Records from a collection:
....

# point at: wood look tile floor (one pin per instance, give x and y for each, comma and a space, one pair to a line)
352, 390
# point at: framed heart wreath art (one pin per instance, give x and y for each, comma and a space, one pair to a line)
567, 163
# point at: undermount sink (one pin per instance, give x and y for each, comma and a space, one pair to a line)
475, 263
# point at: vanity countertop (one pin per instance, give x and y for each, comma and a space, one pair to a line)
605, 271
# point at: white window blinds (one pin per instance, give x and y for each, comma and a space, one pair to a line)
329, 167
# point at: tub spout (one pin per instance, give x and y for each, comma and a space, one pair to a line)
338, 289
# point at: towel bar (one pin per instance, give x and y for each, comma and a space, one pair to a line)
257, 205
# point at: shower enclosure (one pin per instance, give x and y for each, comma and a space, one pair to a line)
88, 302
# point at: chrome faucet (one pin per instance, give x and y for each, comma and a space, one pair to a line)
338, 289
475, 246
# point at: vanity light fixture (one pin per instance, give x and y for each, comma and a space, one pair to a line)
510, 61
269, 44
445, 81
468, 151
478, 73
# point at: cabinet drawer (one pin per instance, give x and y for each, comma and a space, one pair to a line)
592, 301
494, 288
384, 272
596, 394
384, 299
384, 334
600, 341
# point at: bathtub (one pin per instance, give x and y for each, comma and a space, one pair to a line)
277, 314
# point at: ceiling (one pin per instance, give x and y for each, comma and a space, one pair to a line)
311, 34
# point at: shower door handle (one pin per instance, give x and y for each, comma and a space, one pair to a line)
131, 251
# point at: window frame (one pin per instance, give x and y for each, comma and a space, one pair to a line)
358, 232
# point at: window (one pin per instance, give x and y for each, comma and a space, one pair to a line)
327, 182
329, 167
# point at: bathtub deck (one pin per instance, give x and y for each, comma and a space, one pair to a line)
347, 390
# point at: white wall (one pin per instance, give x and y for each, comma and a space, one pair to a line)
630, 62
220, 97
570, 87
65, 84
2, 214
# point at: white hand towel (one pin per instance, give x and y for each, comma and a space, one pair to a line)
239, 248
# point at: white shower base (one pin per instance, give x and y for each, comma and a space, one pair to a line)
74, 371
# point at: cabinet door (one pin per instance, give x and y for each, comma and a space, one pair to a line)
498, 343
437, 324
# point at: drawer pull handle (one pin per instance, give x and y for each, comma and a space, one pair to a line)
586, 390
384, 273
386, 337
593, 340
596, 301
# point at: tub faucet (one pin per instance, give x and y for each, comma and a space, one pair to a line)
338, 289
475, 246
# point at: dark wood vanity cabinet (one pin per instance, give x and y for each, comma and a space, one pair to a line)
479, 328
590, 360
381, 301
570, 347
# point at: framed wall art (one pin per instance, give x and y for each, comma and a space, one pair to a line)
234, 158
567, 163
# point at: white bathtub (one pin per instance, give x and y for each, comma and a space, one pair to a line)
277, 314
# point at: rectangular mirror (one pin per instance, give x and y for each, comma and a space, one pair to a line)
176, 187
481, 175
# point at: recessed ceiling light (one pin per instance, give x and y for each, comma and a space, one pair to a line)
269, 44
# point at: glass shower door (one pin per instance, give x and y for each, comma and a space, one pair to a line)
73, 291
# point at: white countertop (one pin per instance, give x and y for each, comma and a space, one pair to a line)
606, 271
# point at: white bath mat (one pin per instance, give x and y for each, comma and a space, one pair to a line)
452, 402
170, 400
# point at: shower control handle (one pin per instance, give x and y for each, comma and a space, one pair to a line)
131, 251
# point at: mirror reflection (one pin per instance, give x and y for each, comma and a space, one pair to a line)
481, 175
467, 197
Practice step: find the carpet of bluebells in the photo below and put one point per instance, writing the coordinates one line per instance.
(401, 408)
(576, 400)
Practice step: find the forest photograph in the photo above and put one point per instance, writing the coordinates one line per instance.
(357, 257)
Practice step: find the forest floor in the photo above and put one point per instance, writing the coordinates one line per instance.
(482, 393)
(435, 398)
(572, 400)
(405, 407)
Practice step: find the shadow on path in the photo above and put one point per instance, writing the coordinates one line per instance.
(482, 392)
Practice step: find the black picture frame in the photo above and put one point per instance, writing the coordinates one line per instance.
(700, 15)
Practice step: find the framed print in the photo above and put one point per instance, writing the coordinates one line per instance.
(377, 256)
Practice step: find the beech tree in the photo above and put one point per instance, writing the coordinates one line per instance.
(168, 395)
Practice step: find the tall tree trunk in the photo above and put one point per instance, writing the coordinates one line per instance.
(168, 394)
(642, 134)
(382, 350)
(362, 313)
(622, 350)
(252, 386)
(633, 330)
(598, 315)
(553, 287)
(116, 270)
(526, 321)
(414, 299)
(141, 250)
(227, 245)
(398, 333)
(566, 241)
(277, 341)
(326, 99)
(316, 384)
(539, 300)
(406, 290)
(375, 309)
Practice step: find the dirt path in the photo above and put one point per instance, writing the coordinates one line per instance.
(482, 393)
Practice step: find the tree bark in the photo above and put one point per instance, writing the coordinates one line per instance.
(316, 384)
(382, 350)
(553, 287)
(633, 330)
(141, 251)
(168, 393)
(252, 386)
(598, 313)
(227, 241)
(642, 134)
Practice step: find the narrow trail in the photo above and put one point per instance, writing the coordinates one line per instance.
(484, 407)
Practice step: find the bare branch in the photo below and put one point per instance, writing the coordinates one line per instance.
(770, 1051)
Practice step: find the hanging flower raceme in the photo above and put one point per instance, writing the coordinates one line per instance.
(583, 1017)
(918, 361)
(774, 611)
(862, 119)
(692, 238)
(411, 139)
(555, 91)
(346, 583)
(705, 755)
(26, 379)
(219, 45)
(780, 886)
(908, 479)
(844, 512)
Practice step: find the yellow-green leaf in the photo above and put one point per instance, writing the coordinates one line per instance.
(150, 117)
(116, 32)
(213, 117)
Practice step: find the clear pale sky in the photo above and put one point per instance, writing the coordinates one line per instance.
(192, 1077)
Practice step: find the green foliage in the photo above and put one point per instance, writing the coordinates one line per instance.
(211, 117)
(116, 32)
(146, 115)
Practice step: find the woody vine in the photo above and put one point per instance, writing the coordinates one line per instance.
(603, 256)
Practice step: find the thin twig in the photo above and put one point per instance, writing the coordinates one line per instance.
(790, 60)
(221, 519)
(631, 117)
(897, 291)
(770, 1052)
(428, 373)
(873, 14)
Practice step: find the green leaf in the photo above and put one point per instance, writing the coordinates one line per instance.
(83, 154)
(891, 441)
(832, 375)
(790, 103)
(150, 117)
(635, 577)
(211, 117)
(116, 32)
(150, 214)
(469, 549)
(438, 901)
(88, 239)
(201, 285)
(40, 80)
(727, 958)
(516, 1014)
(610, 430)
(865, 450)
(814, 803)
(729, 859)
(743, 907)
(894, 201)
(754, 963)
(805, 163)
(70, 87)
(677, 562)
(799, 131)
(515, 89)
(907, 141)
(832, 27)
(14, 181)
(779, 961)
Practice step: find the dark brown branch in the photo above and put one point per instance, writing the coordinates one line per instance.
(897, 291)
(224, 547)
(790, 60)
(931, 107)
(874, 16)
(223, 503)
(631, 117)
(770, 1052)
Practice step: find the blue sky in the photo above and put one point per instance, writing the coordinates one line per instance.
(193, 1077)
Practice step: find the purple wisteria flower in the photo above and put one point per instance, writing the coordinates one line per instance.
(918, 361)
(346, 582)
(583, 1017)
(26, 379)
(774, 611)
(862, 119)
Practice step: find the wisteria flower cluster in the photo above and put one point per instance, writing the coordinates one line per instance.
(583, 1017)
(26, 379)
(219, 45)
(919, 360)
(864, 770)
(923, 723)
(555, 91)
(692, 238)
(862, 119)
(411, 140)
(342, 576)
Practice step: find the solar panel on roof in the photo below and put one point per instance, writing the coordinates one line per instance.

....

> _REQUEST_
Edit the data above by replacing every "one point per instance" with "one mark per instance" and leaving all other text as it is.

> _OUTPUT BELOW_
# point at: wood look tile floor (one pin per instance, give x and y for each, comma and a space, one pair to a line)
352, 390
# point at: framed heart wreath art (one pin per instance, give x and y for each, comma and a space, one pair to a line)
567, 163
# point at: undermount sink (one pin per instance, give x and y for each, comma and a space, one pair to a line)
475, 263
# point at: vanity countertop (one pin per instance, give x and y for each, comma and a space, one pair to a line)
605, 271
# point at: white window blinds (one pin per instance, give x and y for each, comma and a space, one pair to a line)
329, 167
# point at: tub spout (one pin per instance, give x and y for each, comma and a space, one pair to a line)
338, 289
# point at: towel bar (one pin per instance, give x and y for each, comma and a space, one pair to a line)
257, 205
# point at: shower enclosure (one pin per instance, give x and y for each, comma and a space, one pair to a line)
88, 302
# point at: chrome faucet (one pin per instance, give x and y for each, comma and a space, one pair to a line)
338, 289
475, 246
# point at: vanity light fixture (one pin per instance, give x and y for each, comma and a space, one pair to a line)
510, 61
269, 44
445, 81
468, 151
478, 73
# point at: cabinet drawer (one pin per instance, give x and y for each, comma and a space, one pair to a line)
592, 301
494, 288
384, 272
596, 394
384, 299
384, 334
600, 341
# point at: bathtub (one pin per instance, give x and y for each, comma and a space, one pair to a line)
277, 314
# point at: ceiling (one pin per instance, give x and y for each, comma and a space, one pair to a line)
311, 34
# point at: shower door handle (one pin per instance, give x and y for each, comma and a space, one pair to a line)
131, 251
# point at: window frame (one pin per instance, give x and y for each, comma and a space, one pair to a line)
358, 232
# point at: window (one pin per instance, give x and y for each, comma and a space, one pair to a line)
327, 182
329, 167
# point at: bathtub deck (one pin per instance, give x and y for each, comma and a space, one pair to a line)
347, 390
# point at: white wall (one pin per instance, give x and y for each, comma and a space, one pair to a line)
630, 62
220, 97
570, 87
65, 84
2, 214
# point at: white hand towel (one pin per instance, give x and y for each, comma and a space, one pair to a line)
239, 248
# point at: white shower base (one pin per instance, give x and y for each, comma and a space, one pair to a line)
74, 371
# point at: cabinet door (one pin per instance, give x and y for each, comma and a space, one pair to a line)
498, 343
437, 324
# point at: drawer pull handle (one pin per instance, give x and y for each, comma and a space, one pair to a line)
586, 390
384, 273
386, 337
593, 340
596, 301
# point at: tub faucet (one pin per instance, give x and y for each, comma and a space, one pair to a line)
338, 289
475, 246
# point at: dark wood vanity cabinet (one pin per instance, give x and y for each, comma and a space, one pair to a line)
479, 328
590, 360
381, 301
570, 347
# point at: framed wall art (one pin per instance, give x and y for each, comma and a space, one pair to a line)
234, 158
567, 163
# point at: white bathtub (one pin per instance, give x and y for each, comma and a space, one pair to a line)
277, 314
# point at: rectangular mirror (one pin per instance, give x and y for each, comma and a space, one pair to a line)
176, 187
481, 175
# point at: recessed ceiling light (one pin per instance, give x and y for each, comma and a space, one pair to a line)
269, 44
# point at: glass shower door (one pin per instance, give x and y for each, comma and a space, one pair to a line)
73, 291
# point at: white countertop (one pin per instance, give x and y for each, comma and a space, one pair to a line)
606, 271
# point at: white bath mat (one pin per instance, give x and y for each, comma and a space, one pair to a line)
452, 402
170, 400
# point at: shower control handle (one pin per instance, give x and y for each, comma and a space, one pair to a line)
131, 251
# point at: mirror reflection (one pin per instance, give x and y for each, comma and a space, one pair to a line)
481, 175
467, 197
Practice step: find the carpet of bluebells in the photo below and put one mark per instance, writing the coordinates one line per instance.
(401, 408)
(576, 400)
Practice step: find the forest photograph in the photo above and put one mark per instance, writing the coordinates one line per instance.
(357, 257)
Practice step: find the forest floor in the photo above and put one mark per instance, writing the coordinates one line per instance.
(482, 393)
(435, 398)
(572, 400)
(405, 407)
Practice step: find the shadow on path in the photo above and put one mark per instance, writing the coordinates one line per instance.
(482, 392)
Practice step: find the black picture frame in the photo above and put one mark per instance, writing the coordinates one line per instance.
(700, 15)
Practice step: find the framed print in the photo above and put one mark per instance, writing the coordinates one line per instance.
(377, 256)
Practice step: find the beech tree in the photo above and put one mark per instance, writing the coordinates one line per instance.
(168, 395)
Practice step: find the tall tree trunk in the photo above and put one mark per instance, writing the coordinates one line per instance.
(168, 394)
(642, 134)
(382, 350)
(362, 313)
(622, 350)
(252, 386)
(633, 330)
(598, 315)
(553, 287)
(116, 270)
(526, 321)
(414, 299)
(141, 250)
(227, 245)
(398, 333)
(566, 241)
(277, 341)
(326, 99)
(316, 384)
(539, 300)
(406, 290)
(375, 309)
Practice step: find the dirt path in the photo above and put one mark per instance, writing the coordinates one line per instance.
(482, 393)
Practice step: find the tree bark in the photo above and put one mark per instance, writing the coordinates one line per instance.
(316, 384)
(382, 350)
(553, 287)
(633, 330)
(141, 251)
(168, 393)
(252, 386)
(598, 313)
(227, 241)
(642, 134)
Practice step: find the narrow trail in the photo above and put one mark per instance, writing the coordinates one line per instance.
(484, 407)
Practice step: find the bare branch in the photo below and put one mark per instance, writing the coordinates one line per instance.
(770, 1051)
Practice step: find the hanging flower raceme in the photo above and put one mark per instance, writing the coordinates one line per instance.
(583, 1017)
(918, 361)
(774, 611)
(862, 119)
(692, 238)
(411, 139)
(555, 91)
(346, 583)
(705, 755)
(26, 379)
(219, 45)
(780, 886)
(908, 479)
(844, 512)
Practice step: find the yellow-green leaf in the photo above and put one mark per instance, writing the coordinates one line per instance.
(150, 117)
(116, 32)
(213, 117)
Practice step: find the clear pale sky in the photo above and put one mark per instance, writing the coordinates one line per instance.
(192, 1077)
Practice step: find the green foliage in the photo above and put one mark per instance, writing the coordinates one line per instance.
(211, 117)
(116, 32)
(146, 115)
Practice step: find the woody vine in the photo above and put one mark per instance, writing the coordinates one line per instance.
(603, 256)
Practice step: find the thin twig in the photo above and put one mark per instance, writing the coordinates one line per instance.
(790, 60)
(221, 519)
(631, 117)
(897, 291)
(770, 1052)
(428, 373)
(873, 14)
Practice step: find the green leaf in the photo above and put one mark per instance, writing the coordinates one line per instance.
(83, 154)
(891, 441)
(832, 375)
(790, 103)
(150, 117)
(635, 577)
(211, 117)
(116, 32)
(150, 214)
(469, 549)
(438, 901)
(88, 239)
(201, 285)
(40, 80)
(727, 958)
(516, 1014)
(610, 430)
(865, 450)
(814, 803)
(729, 859)
(743, 907)
(894, 201)
(754, 963)
(805, 163)
(70, 87)
(677, 562)
(799, 131)
(515, 89)
(907, 141)
(832, 27)
(14, 181)
(779, 961)
Practice step: find the dark brown branch in the photo above and put one mark per instance, writing the coordinates one line per instance.
(897, 291)
(224, 547)
(790, 60)
(931, 107)
(874, 16)
(223, 503)
(631, 117)
(770, 1052)
Practice step: find the blue sky in the photo above and put one mark per instance, writing the coordinates one line per instance.
(193, 1077)
Practice step: find the purple wisteria flower in the photo above and put one mark per instance, writing the coordinates one line per instance.
(918, 361)
(346, 582)
(583, 1017)
(26, 379)
(774, 611)
(862, 119)
Practice step: find the wisteria flower cluster in the photo above and put one mark per instance, writing the coordinates one line per instance.
(583, 1017)
(26, 379)
(219, 45)
(919, 360)
(864, 770)
(923, 723)
(555, 91)
(692, 238)
(862, 119)
(411, 140)
(342, 576)
Practice step: find the solar panel on roof in the photo below and put one mark per instance, writing the coordinates one line per instance.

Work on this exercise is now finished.